In unserer Praxis liegt der Fokus auf der Pränataldiagnostik. Der Großteil unserer Patientinnen lässt eine Feindiagnostik oder ein Ersttrimesterscreening durchführen. Das umfasst auch die Durchführung von Amniozentesen und Chorionzottenbiopsien.
Weiterhin bieten wir die Betreuung von Schwangeren, Kinderwunschbehandlungen, Psychotherapien und ambulante Operationen an. Hinzu kommen die Krebsvorsorge und die Behandlung weiterer gynäkologischer Krankheitsbilder.
Im Interview: Dr. Hakan Altinöz von der Gynäkologie-Praxis FERA, Bildquelle: Liegt bei dem Unternehmen.
Über welche Eigenschaften muss ein Gynäkologe verfügen, um seine Patientinnen in dieser Vielzahl von Bereichen optimal betreuen zu können?
Zunächst einmal spielen Empathie und die Fähigkeit zuzuhören eine entscheidende Rolle. Gynäkologische Behandlungen umfassen für die meisten Frauen sensible Themen wie Sexualität und Familienplanung, weshalb man sich immer wieder neu auf jede Patientin einstellen muss. Berührungsängste sollte man dabei nicht haben. Nur so kann man wirklich ein Gefühl von Sicherheit vermitteln.
Das gilt besonders dann, wenn es darum geht, schlechte Nachrichten zu überbringen. Das kann zum Beispiel bei Fehlgeburten oder dem Erkennen einer schwerwiegenden Krankheit der Fall sein. Die Krebsdiagnose ist mit Sicherheit eine der schwersten Herausforderungen meines Arbeitsalltags.
Welche aktuellen Entwicklungen gibt es in der Gynäkologie?
Wie in den meisten anderen medizinischen Fachgebieten geht der Trend auch bei uns hin zur Spezialisierung. Während ein Gynäkologe vor 20 Jahren noch alle Bereiche beherrschen musste, konzentriert er sich heute immer mehr auf Teilaspekte.
So gibt es etwa spezialisierte Zentren für die Brustkrebsbehandlung, Kinderwunschzentren, Urogynäkologien, Dysplasie-Sprechstunden, Zentren für Pränataldiagnostik und vieles mehr. Diese Spezialisierung ist notwendig, da sich der Fortschritt in den vergangenen Jahren immer mehr beschleunigt hat.
Gehen wir etwas näher auf den Bereich Pränataldiagnostik ein. Welche Fortschritte spielen hier eine besonders wichtige Rolle?
Im Bereich der Pränataldiagnostik ist es dank immer besserer Ultraschallgeräte zunehmend unkomplizierter, Erkrankungen frühzeitig zu erkennen. Mittels NIPT (Nicht invasiver Pränataltest) können sehr präzise Angaben zum Vorliegen der häufigsten Chromosomenstörungen gemacht werden. Dadurch ist die Rate der Amniozentesen in den vergangenen Jahren stark gesunken. Diesen Test führt man mit dem mütterlichen Blut durch, sodass keinerlei Risiko für das ungeborene Kind besteht. Mittels neuer Methoden (Whole Exome Sequencing, Array-CGH, Paneldiagnostik) können Gendefekte und Syndrome sehr sicher diagnostiziert werden.

===============

* **Die Aufgabe**:
Bearbeite den Lesetext zur Gynäkologie: Wie lautet alles von „Das gilt besonders“ bis hinunter zu „mehr auf Teilaspekte.“, wenn man darin „schlechte Nachrichten“ durch „belastende Nachrichten“ ersetzt?

* **Einträge aus einem Datensatz**:
===============

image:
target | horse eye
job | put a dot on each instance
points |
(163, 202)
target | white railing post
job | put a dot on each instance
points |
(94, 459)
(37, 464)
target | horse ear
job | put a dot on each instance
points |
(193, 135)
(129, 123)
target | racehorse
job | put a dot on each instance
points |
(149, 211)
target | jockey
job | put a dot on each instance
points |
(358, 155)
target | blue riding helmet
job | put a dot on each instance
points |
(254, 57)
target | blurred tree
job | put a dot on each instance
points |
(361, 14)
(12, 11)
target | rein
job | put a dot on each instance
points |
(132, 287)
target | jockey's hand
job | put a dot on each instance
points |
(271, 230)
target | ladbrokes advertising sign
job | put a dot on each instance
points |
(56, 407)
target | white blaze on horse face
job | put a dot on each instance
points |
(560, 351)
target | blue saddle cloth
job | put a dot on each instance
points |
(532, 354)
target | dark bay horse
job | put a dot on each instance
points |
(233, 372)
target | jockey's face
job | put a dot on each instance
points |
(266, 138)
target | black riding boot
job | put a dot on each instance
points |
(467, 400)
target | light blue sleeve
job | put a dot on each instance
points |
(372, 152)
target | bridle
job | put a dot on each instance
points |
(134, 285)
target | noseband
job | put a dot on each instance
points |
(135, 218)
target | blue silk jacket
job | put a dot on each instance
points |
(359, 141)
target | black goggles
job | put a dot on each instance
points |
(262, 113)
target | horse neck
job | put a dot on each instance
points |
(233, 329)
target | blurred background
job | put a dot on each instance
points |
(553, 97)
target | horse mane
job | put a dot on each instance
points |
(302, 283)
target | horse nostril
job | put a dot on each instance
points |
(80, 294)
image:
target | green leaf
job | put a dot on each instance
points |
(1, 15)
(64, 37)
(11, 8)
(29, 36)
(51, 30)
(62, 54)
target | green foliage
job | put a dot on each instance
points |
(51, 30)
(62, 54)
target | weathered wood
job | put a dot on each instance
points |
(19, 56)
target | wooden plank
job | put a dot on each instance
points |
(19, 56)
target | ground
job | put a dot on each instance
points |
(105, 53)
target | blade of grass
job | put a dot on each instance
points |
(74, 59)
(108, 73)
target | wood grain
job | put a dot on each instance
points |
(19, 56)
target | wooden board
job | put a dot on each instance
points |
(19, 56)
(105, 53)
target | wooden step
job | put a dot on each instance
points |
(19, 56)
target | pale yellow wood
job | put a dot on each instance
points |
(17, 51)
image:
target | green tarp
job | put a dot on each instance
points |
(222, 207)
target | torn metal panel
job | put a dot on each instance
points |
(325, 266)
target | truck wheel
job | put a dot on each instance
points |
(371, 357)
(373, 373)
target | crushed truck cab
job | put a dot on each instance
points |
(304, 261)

===============

* **Antwortfeld**:
Das gilt besonders dann, wenn es darum geht, belastende Nachrichten zu überbringen. Das kann zum Beispiel bei Fehlgeburten oder dem Erkennen einer schwerwiegenden Krankheit der Fall sein. Die Krebsdiagnose ist mit Sicherheit eine der schwersten Herausforderungen meines Arbeitsalltags.
Welche aktuellen Entwicklungen gibt es in der Gynäkologie?
Wie in den meisten anderen medizinischen Fachgebieten geht der Trend auch bei uns hin zur Spezialisierung. Während ein Gynäkologe vor 20 Jahren noch alle Bereiche beherrschen musste, konzentriert er sich heute immer mehr auf Teilaspekte.